To do ▸ Select every line in the listing below that contains the string "person" and copy those lines. The match is case-sensitive.

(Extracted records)

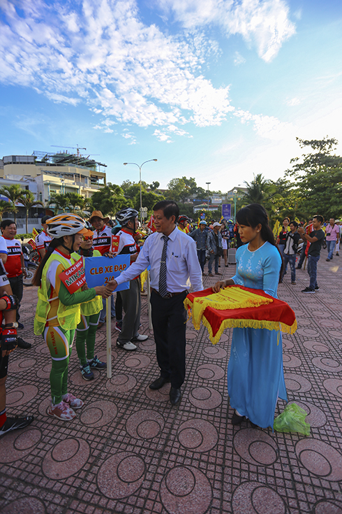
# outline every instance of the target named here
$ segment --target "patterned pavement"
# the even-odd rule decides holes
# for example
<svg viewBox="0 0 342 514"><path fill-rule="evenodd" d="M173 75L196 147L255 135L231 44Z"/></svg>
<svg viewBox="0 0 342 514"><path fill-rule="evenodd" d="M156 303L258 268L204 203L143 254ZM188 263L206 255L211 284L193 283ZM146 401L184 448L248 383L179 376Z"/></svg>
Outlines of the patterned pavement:
<svg viewBox="0 0 342 514"><path fill-rule="evenodd" d="M318 264L320 291L304 294L289 273L278 295L295 310L298 330L283 337L290 401L308 413L311 435L230 424L226 390L231 330L216 346L206 329L187 329L187 380L177 407L170 384L151 391L158 376L146 297L137 352L116 348L112 378L94 370L86 382L75 348L70 392L85 402L71 422L49 417L50 359L33 335L36 288L24 290L20 335L33 343L10 358L9 415L33 414L26 429L0 440L0 512L3 514L342 514L342 257ZM341 264L340 264L341 259ZM235 266L220 268L224 278ZM205 287L216 278L206 277ZM96 353L105 360L105 327ZM284 408L279 401L276 414Z"/></svg>

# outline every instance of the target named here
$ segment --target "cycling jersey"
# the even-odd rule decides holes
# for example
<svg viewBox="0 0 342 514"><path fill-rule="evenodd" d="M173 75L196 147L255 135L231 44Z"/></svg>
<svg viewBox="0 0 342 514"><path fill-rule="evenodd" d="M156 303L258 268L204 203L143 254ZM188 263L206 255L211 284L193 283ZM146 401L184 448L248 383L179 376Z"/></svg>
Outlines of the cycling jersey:
<svg viewBox="0 0 342 514"><path fill-rule="evenodd" d="M18 277L22 274L22 244L18 239L5 239L5 241L7 245L8 255L5 269L9 278Z"/></svg>
<svg viewBox="0 0 342 514"><path fill-rule="evenodd" d="M134 253L139 252L140 248L135 243L132 232L121 229L117 234L117 236L119 237L119 247L117 254L120 255L130 254L133 255Z"/></svg>
<svg viewBox="0 0 342 514"><path fill-rule="evenodd" d="M7 245L5 238L0 236L0 253L6 253L7 255Z"/></svg>
<svg viewBox="0 0 342 514"><path fill-rule="evenodd" d="M133 254L140 251L140 248L136 243L132 232L125 230L125 229L121 229L120 231L117 234L117 237L120 238L117 252L118 255L133 255ZM133 280L138 278L139 275Z"/></svg>

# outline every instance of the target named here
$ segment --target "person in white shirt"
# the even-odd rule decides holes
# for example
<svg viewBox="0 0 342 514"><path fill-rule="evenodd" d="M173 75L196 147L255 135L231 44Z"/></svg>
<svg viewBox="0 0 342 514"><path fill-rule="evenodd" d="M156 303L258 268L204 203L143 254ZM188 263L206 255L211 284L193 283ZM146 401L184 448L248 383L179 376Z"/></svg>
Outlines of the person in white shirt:
<svg viewBox="0 0 342 514"><path fill-rule="evenodd" d="M47 220L50 220L50 217L51 216L43 216L42 217L42 220L40 222L42 224L43 230L40 234L38 234L38 236L36 236L36 246L37 247L37 250L39 252L40 259L43 259L43 257L45 255L46 249L52 241L52 238L46 231L47 229L47 224L46 222Z"/></svg>
<svg viewBox="0 0 342 514"><path fill-rule="evenodd" d="M127 207L117 213L117 220L120 223L121 229L117 234L119 237L118 255L131 255L131 262L134 262L139 252L134 236L137 229L137 210ZM149 338L148 336L139 334L140 324L140 278L139 275L131 280L129 289L120 291L122 306L125 316L122 321L121 329L117 341L117 346L128 351L137 349L134 343L142 342ZM119 294L119 293L118 293Z"/></svg>
<svg viewBox="0 0 342 514"><path fill-rule="evenodd" d="M186 310L184 301L190 284L194 291L203 289L202 270L193 239L176 228L179 208L172 201L154 207L156 232L149 236L135 262L110 283L131 280L151 266L151 306L160 376L149 385L158 390L171 382L170 400L181 399L185 380Z"/></svg>

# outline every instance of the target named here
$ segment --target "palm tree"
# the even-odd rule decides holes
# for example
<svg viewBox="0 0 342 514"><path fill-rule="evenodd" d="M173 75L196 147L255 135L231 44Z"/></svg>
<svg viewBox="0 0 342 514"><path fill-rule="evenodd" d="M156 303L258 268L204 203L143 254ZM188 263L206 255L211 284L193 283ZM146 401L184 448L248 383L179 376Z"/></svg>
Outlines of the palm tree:
<svg viewBox="0 0 342 514"><path fill-rule="evenodd" d="M260 204L266 209L270 220L274 217L278 207L278 200L281 199L279 187L276 183L265 178L261 173L254 176L254 180L248 184L244 183L247 192L243 197L244 205Z"/></svg>
<svg viewBox="0 0 342 514"><path fill-rule="evenodd" d="M3 213L13 213L13 206L9 201L0 200L0 220L2 220Z"/></svg>
<svg viewBox="0 0 342 514"><path fill-rule="evenodd" d="M3 185L0 187L0 194L3 197L7 197L10 202L13 206L13 212L14 213L14 222L17 222L16 213L17 212L17 208L15 205L16 201L20 201L22 197L22 194L26 190L22 189L22 186L19 184L13 184L13 185Z"/></svg>
<svg viewBox="0 0 342 514"><path fill-rule="evenodd" d="M58 214L59 210L65 213L68 208L70 201L66 194L52 194L47 202L47 206L54 205L54 213Z"/></svg>
<svg viewBox="0 0 342 514"><path fill-rule="evenodd" d="M20 204L22 204L26 209L26 233L29 233L29 210L36 206L44 206L44 204L39 200L34 199L34 194L31 192L25 190L24 192L20 198Z"/></svg>

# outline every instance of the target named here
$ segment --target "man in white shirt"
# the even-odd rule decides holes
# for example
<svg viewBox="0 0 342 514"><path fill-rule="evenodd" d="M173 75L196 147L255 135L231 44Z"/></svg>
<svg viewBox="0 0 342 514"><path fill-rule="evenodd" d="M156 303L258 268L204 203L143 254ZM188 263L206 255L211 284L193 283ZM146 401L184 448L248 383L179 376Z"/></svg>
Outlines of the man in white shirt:
<svg viewBox="0 0 342 514"><path fill-rule="evenodd" d="M164 200L154 207L156 232L149 236L135 262L111 283L132 280L151 266L151 305L160 376L149 385L157 390L171 382L170 400L181 399L185 379L186 311L184 301L190 284L194 291L203 289L202 270L193 239L176 229L179 208Z"/></svg>
<svg viewBox="0 0 342 514"><path fill-rule="evenodd" d="M46 253L46 249L52 241L52 238L51 238L46 231L47 229L47 224L46 222L47 220L50 220L50 217L51 216L43 216L42 217L40 222L42 224L43 230L40 234L38 234L38 236L36 236L36 246L37 247L37 250L39 252L39 255L40 255L40 259L43 258L44 255Z"/></svg>

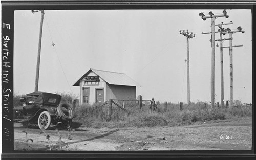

Expected answer ▸
$ segment --target "person in white shirt"
Outlines of the person in white shirt:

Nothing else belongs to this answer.